> _YOUR INSTRUCTIONS_
The complete set of records below must be repeated precisely as given.

Natural language region descriptions:
BEGIN

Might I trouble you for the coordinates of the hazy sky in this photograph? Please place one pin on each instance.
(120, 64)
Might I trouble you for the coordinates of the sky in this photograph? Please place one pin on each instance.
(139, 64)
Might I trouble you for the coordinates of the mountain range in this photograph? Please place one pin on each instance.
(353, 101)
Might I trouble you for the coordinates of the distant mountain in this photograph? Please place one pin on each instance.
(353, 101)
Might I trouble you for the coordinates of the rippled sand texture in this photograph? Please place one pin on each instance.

END

> _RESPONSE TO THIS TASK_
Might I trouble you for the coordinates of the hazy sky in this photograph? Please place one pin on each instance.
(120, 64)
Might I trouble you for the coordinates of the sky in this photograph? Please place one pin on each instance.
(139, 64)
Might I trouble you for the coordinates of the mountain range in this photograph? Please place one pin on each instance.
(353, 101)
Might I trouble you for the coordinates of the distant mountain in this photograph? Please place one pin on each instance.
(353, 101)
Might I trouble you for the coordinates of the rippled sand texture in this photograph? Please place one pin on each instance.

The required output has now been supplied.